• Problem statement
Please say how many lines in the records below contain the word "path". Give the number and nothing more.

Referring expression data
+ + + + + + +

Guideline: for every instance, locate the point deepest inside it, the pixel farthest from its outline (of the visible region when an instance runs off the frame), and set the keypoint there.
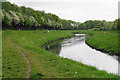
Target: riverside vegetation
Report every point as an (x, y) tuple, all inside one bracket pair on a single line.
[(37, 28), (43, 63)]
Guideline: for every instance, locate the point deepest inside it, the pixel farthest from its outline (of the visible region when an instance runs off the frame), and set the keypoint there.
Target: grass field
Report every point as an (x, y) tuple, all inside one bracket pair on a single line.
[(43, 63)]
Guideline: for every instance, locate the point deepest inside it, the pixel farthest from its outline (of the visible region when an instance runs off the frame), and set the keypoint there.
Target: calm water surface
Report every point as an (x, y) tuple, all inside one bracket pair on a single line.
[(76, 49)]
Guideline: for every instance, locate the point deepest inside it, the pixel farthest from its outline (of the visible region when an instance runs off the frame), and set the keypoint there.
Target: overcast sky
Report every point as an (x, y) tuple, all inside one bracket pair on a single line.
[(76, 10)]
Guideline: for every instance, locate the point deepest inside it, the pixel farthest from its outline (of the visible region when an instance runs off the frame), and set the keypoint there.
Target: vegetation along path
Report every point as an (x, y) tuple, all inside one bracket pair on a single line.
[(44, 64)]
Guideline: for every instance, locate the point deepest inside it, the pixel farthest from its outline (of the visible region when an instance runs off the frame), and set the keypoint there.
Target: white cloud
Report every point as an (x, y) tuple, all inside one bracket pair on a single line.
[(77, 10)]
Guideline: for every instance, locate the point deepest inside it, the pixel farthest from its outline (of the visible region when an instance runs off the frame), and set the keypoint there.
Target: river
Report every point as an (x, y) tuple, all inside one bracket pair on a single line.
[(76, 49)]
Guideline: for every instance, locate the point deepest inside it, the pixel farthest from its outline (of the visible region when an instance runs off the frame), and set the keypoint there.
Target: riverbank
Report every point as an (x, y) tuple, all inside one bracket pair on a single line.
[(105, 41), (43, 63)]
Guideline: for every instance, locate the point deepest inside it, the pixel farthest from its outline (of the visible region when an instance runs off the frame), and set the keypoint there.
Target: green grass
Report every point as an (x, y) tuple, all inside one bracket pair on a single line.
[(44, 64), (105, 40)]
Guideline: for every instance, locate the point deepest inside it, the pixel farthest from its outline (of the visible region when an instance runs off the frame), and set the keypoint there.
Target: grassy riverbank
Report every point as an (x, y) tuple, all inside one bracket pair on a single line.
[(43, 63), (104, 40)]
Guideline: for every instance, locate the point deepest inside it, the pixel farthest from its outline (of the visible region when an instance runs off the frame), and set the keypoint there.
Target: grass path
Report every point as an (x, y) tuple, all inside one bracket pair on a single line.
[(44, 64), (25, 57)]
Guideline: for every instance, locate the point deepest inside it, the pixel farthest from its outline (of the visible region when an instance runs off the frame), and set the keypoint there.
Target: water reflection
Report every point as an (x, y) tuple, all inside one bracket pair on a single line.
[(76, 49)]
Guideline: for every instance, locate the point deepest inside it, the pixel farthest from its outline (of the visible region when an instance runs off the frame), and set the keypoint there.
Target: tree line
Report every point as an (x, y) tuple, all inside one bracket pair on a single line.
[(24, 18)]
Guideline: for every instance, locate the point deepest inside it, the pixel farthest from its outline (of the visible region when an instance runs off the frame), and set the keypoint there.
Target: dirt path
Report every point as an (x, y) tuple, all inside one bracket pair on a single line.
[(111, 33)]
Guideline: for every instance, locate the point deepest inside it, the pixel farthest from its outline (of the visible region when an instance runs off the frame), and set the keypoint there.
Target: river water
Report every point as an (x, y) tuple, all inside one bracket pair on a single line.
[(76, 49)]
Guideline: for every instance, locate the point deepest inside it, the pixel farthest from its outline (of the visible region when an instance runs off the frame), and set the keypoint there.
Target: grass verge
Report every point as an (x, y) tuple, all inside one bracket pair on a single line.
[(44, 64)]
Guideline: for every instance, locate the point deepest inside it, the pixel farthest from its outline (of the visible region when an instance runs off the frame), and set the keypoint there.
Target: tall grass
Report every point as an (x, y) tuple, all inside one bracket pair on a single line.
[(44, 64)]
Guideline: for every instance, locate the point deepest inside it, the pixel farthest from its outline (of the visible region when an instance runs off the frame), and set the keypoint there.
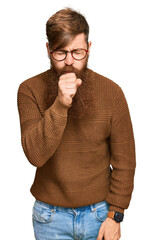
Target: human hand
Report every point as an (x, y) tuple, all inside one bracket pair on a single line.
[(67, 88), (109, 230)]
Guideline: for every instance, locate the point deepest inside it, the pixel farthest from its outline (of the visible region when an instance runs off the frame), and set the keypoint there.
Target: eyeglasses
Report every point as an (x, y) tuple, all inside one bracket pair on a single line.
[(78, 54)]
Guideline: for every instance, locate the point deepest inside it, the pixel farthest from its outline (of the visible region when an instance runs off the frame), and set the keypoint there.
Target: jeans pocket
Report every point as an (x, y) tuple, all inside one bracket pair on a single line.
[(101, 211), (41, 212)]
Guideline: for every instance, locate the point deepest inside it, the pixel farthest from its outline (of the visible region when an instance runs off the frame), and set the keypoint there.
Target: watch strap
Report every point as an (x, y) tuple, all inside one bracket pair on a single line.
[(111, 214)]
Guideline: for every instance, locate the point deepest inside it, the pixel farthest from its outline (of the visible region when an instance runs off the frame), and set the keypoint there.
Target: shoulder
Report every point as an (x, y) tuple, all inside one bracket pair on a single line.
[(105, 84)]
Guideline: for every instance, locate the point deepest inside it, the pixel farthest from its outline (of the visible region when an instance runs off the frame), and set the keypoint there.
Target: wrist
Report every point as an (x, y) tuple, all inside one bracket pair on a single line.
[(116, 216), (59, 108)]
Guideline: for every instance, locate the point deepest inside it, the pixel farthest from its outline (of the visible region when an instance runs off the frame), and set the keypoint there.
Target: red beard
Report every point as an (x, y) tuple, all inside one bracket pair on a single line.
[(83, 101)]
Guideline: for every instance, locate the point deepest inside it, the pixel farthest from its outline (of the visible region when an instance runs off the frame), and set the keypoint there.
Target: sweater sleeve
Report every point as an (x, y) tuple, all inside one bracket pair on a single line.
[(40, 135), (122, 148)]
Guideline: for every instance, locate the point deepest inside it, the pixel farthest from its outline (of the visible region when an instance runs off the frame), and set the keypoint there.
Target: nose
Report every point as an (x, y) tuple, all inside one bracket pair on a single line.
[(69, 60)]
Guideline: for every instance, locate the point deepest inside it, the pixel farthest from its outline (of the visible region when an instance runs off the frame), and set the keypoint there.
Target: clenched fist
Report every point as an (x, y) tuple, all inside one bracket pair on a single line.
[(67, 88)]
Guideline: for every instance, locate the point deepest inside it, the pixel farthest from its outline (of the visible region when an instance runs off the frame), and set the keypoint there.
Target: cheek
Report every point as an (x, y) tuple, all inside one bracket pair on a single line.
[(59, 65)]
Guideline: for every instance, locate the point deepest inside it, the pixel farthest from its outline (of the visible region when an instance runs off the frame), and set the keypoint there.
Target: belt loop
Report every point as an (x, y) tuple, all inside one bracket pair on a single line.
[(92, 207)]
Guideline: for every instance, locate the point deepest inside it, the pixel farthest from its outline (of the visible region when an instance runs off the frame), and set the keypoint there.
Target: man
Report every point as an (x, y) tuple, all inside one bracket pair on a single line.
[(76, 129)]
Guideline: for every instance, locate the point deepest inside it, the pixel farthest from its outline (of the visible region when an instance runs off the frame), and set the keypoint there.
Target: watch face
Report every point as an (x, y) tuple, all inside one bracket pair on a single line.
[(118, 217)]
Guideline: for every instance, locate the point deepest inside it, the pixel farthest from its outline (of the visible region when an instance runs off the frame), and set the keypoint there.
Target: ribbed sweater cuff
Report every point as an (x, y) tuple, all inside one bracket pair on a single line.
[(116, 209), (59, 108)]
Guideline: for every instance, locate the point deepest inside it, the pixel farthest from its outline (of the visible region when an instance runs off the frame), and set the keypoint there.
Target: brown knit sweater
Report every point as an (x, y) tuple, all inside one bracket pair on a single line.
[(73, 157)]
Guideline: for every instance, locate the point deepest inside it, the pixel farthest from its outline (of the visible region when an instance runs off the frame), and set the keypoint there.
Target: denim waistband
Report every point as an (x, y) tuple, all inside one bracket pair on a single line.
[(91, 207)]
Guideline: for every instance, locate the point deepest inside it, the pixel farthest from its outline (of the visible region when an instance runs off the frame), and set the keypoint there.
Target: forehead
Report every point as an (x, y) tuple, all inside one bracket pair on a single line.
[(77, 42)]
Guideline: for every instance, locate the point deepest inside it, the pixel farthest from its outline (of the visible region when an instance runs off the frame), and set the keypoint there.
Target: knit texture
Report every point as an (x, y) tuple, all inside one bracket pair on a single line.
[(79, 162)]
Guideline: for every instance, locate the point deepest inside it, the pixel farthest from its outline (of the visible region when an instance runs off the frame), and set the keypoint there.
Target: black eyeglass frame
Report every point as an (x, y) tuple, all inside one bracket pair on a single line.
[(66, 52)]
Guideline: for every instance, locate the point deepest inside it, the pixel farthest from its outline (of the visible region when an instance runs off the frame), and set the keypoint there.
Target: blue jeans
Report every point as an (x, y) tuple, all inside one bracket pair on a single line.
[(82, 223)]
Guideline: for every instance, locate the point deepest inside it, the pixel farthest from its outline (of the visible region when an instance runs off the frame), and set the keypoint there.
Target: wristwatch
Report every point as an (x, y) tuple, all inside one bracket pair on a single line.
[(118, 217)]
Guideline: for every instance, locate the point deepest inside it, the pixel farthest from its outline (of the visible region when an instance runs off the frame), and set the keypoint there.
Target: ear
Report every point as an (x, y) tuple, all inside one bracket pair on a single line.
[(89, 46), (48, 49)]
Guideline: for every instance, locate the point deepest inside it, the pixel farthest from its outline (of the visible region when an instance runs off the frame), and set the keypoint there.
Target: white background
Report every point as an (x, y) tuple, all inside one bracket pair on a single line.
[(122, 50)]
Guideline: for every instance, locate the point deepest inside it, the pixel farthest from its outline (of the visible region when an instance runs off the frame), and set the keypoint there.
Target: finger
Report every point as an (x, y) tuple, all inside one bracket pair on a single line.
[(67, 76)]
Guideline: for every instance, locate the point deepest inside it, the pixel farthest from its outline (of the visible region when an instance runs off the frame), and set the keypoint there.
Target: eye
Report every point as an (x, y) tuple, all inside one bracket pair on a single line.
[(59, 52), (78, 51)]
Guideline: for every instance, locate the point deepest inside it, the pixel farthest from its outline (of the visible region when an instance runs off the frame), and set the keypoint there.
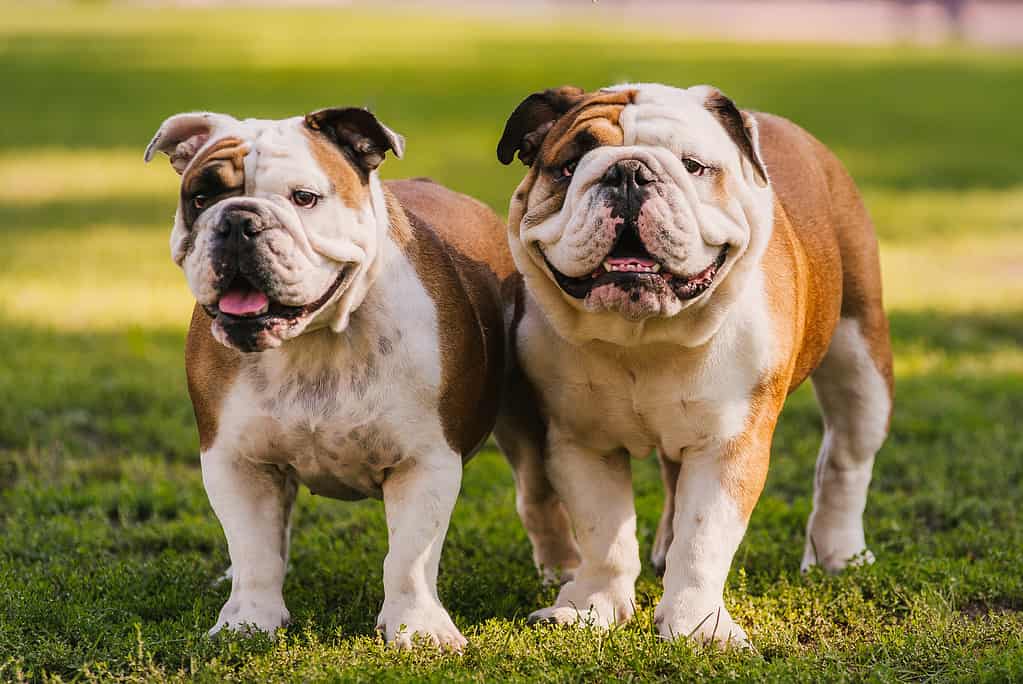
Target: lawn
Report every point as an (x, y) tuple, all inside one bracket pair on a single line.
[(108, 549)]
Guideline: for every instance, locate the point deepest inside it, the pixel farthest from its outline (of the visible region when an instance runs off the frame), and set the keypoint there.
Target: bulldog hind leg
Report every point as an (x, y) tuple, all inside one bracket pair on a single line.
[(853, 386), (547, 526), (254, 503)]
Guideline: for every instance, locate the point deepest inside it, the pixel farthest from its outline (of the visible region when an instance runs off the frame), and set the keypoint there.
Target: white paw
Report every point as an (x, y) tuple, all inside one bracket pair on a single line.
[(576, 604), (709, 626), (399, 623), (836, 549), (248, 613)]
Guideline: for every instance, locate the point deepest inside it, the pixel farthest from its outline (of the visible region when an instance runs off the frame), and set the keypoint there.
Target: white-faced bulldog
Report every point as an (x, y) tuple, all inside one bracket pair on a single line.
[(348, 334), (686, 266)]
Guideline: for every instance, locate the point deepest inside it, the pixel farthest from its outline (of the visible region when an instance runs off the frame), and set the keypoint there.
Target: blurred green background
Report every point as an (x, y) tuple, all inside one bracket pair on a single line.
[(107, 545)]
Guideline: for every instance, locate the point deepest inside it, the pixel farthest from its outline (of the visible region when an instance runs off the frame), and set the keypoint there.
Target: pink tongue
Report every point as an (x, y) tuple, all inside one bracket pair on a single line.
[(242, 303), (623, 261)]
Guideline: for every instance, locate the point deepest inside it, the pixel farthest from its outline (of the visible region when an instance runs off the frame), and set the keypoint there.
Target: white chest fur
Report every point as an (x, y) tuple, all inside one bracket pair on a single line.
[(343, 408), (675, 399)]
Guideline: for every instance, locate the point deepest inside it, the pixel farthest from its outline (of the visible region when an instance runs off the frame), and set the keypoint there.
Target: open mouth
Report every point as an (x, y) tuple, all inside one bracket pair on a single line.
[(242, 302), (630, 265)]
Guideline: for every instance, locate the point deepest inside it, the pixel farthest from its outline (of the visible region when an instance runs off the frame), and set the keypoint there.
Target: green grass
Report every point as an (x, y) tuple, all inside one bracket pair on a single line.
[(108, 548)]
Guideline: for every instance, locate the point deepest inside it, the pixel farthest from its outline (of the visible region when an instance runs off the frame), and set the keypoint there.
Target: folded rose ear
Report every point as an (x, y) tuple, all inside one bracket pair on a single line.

+ + + + + + +

• Answer to the problem
3